(Dataset entries)
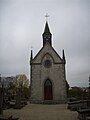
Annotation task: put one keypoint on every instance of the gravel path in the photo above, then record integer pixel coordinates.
(43, 112)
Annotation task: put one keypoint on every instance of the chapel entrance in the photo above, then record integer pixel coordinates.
(48, 90)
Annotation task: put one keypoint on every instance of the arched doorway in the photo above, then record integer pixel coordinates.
(48, 90)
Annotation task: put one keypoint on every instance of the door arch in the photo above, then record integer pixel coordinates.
(48, 95)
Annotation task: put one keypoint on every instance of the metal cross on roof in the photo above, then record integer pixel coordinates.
(46, 16)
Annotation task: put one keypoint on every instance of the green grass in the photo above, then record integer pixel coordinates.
(43, 112)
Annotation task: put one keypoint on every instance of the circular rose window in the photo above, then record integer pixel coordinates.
(47, 63)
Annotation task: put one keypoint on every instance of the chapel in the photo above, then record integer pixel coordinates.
(47, 73)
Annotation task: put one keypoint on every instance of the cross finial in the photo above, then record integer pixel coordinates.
(31, 47)
(46, 16)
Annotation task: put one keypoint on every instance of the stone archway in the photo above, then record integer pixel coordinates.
(48, 92)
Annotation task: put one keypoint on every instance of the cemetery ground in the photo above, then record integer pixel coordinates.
(43, 112)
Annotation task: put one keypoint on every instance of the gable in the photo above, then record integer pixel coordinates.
(47, 49)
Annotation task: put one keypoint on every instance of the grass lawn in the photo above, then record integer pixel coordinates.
(43, 112)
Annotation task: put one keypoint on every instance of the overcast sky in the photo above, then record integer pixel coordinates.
(22, 24)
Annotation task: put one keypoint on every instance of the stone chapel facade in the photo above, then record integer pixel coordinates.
(47, 73)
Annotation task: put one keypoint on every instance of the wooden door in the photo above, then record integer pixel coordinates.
(48, 90)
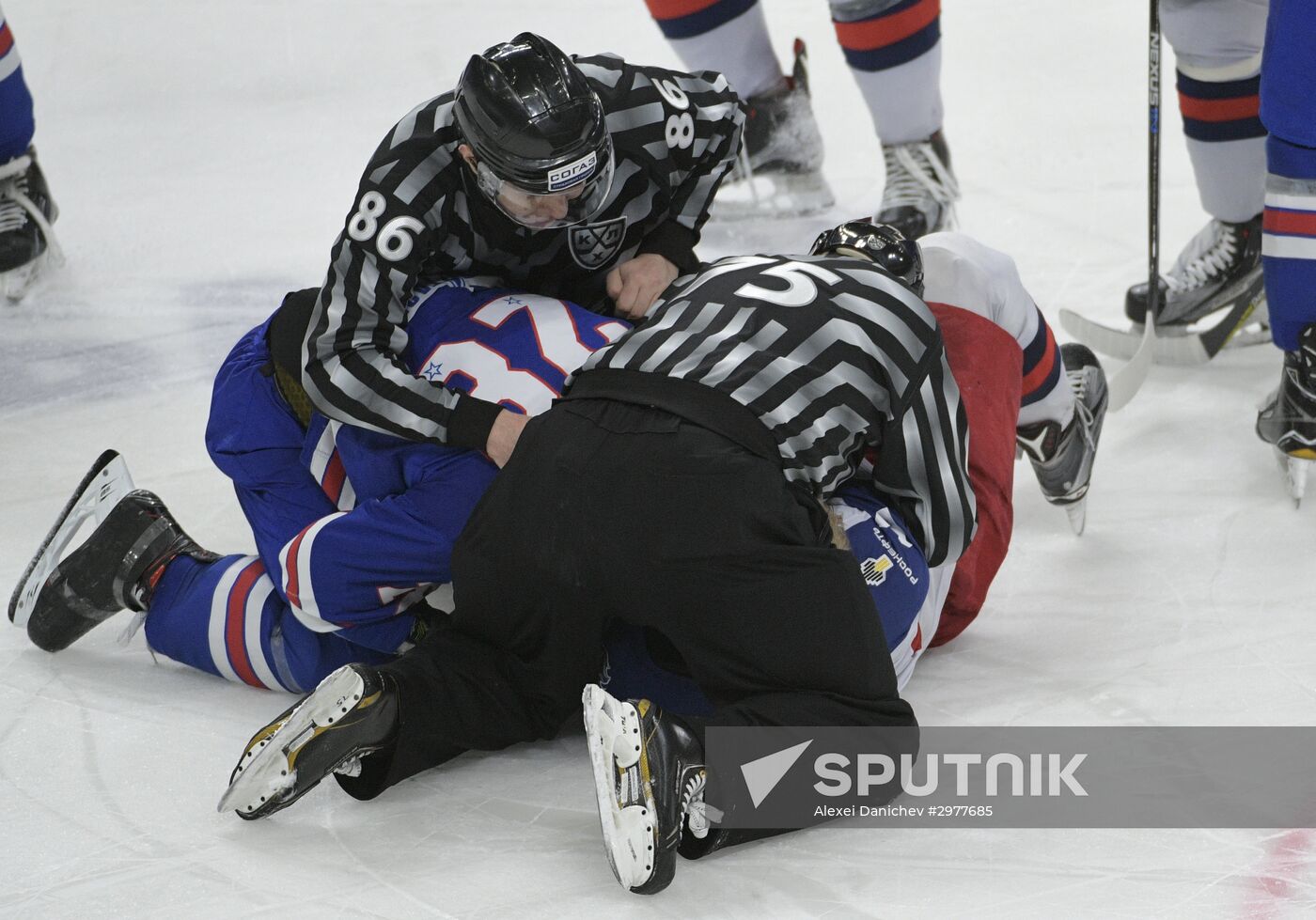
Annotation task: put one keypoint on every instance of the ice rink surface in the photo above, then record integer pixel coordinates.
(203, 155)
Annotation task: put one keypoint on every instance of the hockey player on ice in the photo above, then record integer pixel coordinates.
(1287, 419)
(894, 52)
(526, 628)
(579, 178)
(26, 210)
(354, 528)
(1217, 49)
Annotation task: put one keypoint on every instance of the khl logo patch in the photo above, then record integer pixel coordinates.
(875, 570)
(595, 245)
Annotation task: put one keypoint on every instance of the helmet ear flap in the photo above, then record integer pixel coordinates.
(884, 245)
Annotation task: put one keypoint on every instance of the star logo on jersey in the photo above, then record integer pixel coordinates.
(433, 371)
(595, 245)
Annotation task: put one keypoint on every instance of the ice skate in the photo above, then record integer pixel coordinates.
(1219, 268)
(1062, 459)
(921, 191)
(26, 211)
(1287, 420)
(352, 712)
(779, 171)
(116, 569)
(99, 491)
(649, 777)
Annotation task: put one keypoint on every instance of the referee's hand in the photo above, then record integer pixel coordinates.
(634, 286)
(504, 434)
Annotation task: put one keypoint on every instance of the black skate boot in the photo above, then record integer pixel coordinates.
(1287, 420)
(649, 777)
(1062, 459)
(116, 569)
(26, 212)
(779, 170)
(1220, 266)
(921, 190)
(352, 712)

Work to complete: Strip the images and reproduce the remaining records precisely.

Result for this exercise:
Annotation task: put one keypoint on every instance of the gravel path in the photo above, then record integer pixel coordinates.
(43, 112)
Annotation task: put one keypoint on every instance of the chapel entrance in the photo above, then record integer pixel coordinates.
(48, 90)
Annotation task: put one keypoint on every instance of the arched doorway in the photo above, then record integer pixel coordinates.
(48, 90)
Annotation task: put one keypoint on every instance of the door arch in the photo above, then record integer pixel coordinates.
(48, 95)
Annotation task: put one keypoint on every instance of the metal cross on roof in the photo above, then record integer pixel coordinates.
(46, 16)
Annotation task: put one keypoint on every instance of the green grass in the photo above, then record integer pixel coordinates.
(43, 112)
Annotation task: put one keypoint on every instance of the circular rose window in the photo above, then record integer pixel coordinates.
(47, 63)
Annotation task: put one keypoint on every instance of the chapel in the photo above, then record integer pixel coordinates.
(47, 73)
Annotation task: put one keypoint on every instance of the cross finial in the photo above, then record integer pixel coordinates.
(31, 47)
(46, 16)
Annotation task: put one keypoint on every instance of the stone archway in the photo above, then record integer pixel coordinates.
(48, 92)
Annotation task: put one keypoint on every instance of the cemetery ground in the photo above, then record integer pixel coordinates.
(43, 112)
Annotation task: put one keypoint on every instance of the gable in the photo above, then record integer pixel coordinates.
(47, 49)
Annotation task: put one keypoint on every instance of the grass lawn in the photo above, then record integer pixel coordinates.
(43, 112)
Annotation task: put one keypoint on every instance of the overcast sky in the photo above, then record integer pixel coordinates.
(22, 24)
Annotation task: put one keypoint on every instance of the stone chapel facade in the photo above, then record integer pixel coordinates.
(47, 73)
Annotation task: put one keypoint on every instance of the wooden door in the photo above, then record integer pixel coordinates.
(48, 90)
Annotation task: put one keypoint on every instance of the ice rink surface in the photo above, then record integer pixel coordinates.
(203, 155)
Annotation task: put one keypoint on every instance of the hockey player on ice in the photo above, then record integer pixel coordinates.
(1287, 419)
(894, 52)
(526, 628)
(579, 178)
(26, 210)
(354, 528)
(1217, 49)
Annotation task: put one keypoint on every instance of the khl logo patch in the photo above, then record integer pixel coordinates.
(875, 570)
(595, 245)
Annotation task: put one keypoint on every instance of the helmet ear flap in the photo above, then record integer pixel coordinates.
(884, 245)
Annotation task: put one keypoint on every instance of the star logo on jersey in the photo above, then record integer pixel coordinates.
(433, 371)
(595, 245)
Annotation task: put one keypoint on every instance of the ice skate in the photo above, then record integer pixel coordinates.
(1219, 268)
(1062, 459)
(921, 191)
(26, 211)
(1287, 420)
(352, 712)
(779, 171)
(116, 569)
(99, 491)
(649, 777)
Annotation task: put one keypoint on every instance of the referee's hand in the photo above, then record integer pixel coordinates.
(634, 286)
(504, 434)
Annotation task: put one keypoint on every instance of the black skate boot in the photo above, then record integer pixel coordinates.
(1287, 420)
(649, 777)
(1062, 459)
(116, 569)
(26, 212)
(779, 170)
(1220, 266)
(921, 190)
(352, 712)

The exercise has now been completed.